**PROMPT:**
Start at the line with "Target: green shrub" in the records below, stop at the line with "Target: dusty ground", and return every line in that span exactly, the two end lines included.
====================
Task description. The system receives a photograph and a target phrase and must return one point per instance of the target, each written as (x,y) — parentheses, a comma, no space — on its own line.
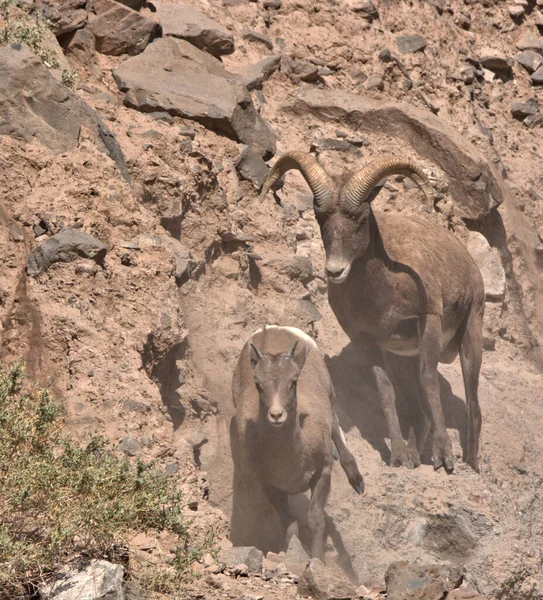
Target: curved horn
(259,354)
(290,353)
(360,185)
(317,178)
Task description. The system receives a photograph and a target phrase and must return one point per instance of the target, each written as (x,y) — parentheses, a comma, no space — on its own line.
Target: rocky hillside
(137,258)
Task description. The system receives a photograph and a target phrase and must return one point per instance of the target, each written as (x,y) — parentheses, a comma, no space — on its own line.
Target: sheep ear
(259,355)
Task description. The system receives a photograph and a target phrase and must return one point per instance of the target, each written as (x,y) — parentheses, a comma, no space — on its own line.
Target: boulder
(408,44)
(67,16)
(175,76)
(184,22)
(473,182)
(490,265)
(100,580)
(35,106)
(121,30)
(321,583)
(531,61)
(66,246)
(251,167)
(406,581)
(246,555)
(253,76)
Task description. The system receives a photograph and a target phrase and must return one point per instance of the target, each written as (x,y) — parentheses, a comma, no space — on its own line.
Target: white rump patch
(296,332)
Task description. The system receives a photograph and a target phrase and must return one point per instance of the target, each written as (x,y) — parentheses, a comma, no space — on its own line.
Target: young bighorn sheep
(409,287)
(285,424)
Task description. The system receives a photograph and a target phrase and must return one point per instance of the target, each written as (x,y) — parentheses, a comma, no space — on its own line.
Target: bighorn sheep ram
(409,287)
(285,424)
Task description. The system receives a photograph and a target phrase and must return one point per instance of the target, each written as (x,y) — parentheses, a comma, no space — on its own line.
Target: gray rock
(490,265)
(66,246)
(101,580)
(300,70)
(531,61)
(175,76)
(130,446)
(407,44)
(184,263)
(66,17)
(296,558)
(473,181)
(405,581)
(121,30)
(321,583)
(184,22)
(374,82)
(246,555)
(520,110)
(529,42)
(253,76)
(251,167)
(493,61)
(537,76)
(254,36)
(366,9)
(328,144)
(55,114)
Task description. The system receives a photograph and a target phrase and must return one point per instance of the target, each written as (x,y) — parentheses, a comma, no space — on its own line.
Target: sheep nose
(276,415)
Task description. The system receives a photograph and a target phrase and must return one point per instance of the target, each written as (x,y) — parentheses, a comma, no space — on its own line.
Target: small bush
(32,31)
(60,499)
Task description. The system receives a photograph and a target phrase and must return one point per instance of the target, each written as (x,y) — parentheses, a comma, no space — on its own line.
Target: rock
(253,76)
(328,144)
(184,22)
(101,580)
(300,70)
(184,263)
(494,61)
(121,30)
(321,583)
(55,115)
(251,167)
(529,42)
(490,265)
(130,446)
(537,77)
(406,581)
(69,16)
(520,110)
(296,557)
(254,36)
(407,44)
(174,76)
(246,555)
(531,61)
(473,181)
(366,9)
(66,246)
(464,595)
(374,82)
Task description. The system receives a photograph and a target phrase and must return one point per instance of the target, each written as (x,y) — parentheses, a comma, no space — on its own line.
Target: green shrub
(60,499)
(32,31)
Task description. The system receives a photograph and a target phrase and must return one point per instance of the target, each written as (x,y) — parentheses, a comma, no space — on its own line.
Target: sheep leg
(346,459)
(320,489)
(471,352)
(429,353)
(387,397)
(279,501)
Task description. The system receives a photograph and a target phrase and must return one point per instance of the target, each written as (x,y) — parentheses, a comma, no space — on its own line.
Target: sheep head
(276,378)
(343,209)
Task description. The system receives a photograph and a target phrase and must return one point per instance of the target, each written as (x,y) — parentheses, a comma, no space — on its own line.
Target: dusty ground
====================
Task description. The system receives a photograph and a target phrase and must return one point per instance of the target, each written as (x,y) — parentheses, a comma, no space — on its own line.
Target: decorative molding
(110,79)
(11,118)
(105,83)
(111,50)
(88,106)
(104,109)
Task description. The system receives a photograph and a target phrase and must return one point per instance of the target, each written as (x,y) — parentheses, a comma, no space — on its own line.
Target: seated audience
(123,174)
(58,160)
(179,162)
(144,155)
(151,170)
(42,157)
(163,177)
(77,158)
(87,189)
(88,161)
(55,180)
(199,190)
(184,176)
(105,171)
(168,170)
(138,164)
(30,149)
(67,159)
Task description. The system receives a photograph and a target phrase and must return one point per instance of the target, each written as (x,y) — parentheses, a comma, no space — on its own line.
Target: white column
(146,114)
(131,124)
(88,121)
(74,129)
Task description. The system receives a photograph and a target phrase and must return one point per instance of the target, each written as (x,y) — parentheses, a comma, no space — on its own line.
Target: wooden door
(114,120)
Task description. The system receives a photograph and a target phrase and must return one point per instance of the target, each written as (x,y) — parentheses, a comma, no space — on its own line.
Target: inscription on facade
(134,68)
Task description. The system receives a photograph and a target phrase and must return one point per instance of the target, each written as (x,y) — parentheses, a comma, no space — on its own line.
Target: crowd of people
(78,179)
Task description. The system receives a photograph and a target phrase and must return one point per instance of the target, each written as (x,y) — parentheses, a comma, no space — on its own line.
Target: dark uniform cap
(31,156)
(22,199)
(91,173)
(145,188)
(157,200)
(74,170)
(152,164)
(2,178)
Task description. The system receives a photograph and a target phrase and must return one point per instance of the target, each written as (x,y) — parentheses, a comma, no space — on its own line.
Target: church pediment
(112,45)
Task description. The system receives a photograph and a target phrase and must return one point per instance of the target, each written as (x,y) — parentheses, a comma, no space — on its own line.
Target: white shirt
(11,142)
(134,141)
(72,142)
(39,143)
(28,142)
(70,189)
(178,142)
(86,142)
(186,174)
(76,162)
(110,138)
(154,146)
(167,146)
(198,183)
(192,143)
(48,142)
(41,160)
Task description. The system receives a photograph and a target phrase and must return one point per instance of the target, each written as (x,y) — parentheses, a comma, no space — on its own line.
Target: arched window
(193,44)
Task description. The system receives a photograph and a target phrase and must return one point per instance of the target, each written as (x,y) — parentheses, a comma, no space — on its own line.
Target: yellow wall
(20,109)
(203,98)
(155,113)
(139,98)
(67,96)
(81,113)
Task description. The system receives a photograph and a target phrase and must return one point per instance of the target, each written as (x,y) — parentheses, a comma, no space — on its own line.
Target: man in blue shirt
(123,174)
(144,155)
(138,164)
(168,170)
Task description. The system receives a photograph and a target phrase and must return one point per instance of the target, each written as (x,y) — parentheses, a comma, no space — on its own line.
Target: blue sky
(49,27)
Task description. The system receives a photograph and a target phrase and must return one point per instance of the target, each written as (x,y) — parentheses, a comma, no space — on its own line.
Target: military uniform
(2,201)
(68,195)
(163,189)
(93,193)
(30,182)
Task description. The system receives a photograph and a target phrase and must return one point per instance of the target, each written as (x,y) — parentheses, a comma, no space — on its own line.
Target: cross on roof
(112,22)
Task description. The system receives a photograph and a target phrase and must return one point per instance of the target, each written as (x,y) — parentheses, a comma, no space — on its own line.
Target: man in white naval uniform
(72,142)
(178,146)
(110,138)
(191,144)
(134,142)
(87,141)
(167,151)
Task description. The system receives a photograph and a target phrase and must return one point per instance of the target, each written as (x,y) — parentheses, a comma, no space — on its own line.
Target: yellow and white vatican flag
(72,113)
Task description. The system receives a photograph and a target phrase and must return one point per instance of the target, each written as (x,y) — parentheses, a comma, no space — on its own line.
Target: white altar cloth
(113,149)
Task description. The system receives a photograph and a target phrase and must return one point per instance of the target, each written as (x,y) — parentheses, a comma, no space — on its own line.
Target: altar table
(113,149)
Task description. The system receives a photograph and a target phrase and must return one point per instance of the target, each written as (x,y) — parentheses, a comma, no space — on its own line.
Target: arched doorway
====================
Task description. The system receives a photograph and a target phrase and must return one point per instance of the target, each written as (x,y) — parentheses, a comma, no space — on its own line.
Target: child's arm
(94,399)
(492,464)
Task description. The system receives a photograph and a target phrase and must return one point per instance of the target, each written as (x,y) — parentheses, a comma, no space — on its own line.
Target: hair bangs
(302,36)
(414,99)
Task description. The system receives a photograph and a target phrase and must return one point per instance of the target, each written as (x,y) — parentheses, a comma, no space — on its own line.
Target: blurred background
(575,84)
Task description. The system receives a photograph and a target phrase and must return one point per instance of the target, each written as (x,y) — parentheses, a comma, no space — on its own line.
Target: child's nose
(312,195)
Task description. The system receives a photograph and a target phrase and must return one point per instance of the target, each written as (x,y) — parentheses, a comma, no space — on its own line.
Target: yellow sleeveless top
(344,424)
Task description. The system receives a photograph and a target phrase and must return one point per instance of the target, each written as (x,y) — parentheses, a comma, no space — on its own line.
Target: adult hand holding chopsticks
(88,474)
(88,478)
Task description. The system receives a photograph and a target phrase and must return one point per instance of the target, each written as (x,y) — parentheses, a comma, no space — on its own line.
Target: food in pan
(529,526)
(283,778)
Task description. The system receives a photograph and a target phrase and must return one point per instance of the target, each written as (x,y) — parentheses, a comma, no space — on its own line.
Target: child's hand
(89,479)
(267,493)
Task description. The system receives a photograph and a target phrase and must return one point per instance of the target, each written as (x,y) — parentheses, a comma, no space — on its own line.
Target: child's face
====================
**ANSWER TO THIS EXERCISE:**
Target: green shrub
(60,499)
(32,31)
Task description. The system receives a photograph and a target phrase and must return one point per instance of the target, each written as (x,y) — parentheses, a comma, no space — on its own line.
Target: sheep leg
(346,459)
(320,489)
(471,352)
(429,353)
(387,397)
(279,501)
Task description. The system receives a photograph and a target phrase and must return one point per instance of the target, each written as (x,y) — parentheses, a comma, no space — on its own line.
Target: sheep head
(276,378)
(343,209)
Task description. The system receives a photograph and a target phrase and must return one point per instance of the target, each written as (x,y) — parentheses, a comma, no space — on its own line.
Target: dusty ground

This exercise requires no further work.